┌──

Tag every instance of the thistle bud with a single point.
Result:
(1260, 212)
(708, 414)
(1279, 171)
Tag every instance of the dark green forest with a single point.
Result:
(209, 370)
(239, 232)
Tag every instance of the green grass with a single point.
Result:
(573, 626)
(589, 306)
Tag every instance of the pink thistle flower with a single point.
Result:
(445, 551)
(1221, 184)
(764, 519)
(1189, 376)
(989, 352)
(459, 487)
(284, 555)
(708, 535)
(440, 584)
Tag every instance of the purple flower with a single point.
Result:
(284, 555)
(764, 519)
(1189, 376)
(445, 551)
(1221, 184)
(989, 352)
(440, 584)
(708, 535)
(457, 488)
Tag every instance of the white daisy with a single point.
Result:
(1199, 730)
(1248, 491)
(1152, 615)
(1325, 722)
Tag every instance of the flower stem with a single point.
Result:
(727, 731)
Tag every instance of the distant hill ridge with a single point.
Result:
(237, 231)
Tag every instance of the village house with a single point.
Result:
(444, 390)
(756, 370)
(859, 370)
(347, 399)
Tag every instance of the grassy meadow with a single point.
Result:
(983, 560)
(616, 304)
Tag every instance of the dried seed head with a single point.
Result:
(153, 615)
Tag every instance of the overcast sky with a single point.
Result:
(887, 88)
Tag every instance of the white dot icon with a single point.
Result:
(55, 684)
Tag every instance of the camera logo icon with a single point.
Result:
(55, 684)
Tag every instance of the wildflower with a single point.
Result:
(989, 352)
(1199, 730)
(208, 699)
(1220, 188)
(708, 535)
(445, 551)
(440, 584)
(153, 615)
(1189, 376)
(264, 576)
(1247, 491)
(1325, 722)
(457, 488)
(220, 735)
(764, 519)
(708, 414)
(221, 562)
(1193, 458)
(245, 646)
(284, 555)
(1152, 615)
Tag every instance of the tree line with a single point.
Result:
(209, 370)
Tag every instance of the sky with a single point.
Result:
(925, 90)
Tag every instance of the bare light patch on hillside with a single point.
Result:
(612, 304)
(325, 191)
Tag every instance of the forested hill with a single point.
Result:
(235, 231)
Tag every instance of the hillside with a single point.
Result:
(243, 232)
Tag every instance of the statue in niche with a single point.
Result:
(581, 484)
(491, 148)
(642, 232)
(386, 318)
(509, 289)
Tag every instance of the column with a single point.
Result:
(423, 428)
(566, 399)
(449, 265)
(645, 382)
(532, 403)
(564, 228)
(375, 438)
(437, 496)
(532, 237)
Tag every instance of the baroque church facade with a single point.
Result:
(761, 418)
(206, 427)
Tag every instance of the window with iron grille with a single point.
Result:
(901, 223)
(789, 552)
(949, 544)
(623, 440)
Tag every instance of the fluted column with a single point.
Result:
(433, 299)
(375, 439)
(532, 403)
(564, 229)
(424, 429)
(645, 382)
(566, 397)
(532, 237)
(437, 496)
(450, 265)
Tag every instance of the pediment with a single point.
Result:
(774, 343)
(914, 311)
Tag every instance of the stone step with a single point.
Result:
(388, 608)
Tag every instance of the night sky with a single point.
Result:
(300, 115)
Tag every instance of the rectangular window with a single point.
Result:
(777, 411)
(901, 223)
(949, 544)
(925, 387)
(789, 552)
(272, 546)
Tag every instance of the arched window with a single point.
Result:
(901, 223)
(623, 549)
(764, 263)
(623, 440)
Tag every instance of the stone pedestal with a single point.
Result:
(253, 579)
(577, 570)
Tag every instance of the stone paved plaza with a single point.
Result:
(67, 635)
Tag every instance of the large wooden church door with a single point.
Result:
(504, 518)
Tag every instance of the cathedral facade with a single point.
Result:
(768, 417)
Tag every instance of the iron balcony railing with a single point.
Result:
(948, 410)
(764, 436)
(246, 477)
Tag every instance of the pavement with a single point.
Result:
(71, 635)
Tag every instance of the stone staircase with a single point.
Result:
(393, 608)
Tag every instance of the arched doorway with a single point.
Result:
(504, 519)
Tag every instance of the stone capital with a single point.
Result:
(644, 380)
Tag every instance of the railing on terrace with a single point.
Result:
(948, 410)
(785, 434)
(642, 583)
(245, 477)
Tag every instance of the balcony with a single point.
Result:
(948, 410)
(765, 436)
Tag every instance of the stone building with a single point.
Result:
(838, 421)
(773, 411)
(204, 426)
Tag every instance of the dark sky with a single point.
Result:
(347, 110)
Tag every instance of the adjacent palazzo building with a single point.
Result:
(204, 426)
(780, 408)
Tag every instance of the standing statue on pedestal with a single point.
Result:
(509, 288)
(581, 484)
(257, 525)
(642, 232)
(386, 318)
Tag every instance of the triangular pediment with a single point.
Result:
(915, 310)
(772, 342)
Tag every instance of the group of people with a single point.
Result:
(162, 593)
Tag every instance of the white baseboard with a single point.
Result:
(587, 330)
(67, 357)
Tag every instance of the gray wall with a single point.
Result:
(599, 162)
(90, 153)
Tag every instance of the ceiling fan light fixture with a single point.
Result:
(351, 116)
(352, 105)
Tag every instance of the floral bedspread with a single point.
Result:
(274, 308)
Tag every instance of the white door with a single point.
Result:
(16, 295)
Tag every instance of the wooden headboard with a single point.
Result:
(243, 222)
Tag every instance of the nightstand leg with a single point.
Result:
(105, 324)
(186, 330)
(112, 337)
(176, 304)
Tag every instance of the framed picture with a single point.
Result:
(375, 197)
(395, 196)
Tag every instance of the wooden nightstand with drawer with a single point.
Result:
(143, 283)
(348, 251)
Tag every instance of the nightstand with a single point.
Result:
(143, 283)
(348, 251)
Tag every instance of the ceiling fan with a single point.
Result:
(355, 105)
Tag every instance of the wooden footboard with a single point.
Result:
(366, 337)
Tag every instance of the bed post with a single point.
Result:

└──

#### REQUIRED WORK
Which of the lines above include the string "white"? Pick them out and copy them.

#### EXERCISE SOLUTION
Tag every instance of the white daisy with a single point.
Tag every instance of the white dot icon with a single point.
Tag every instance of the white baseboard with a single point.
Tag every instance of the white door with a single point.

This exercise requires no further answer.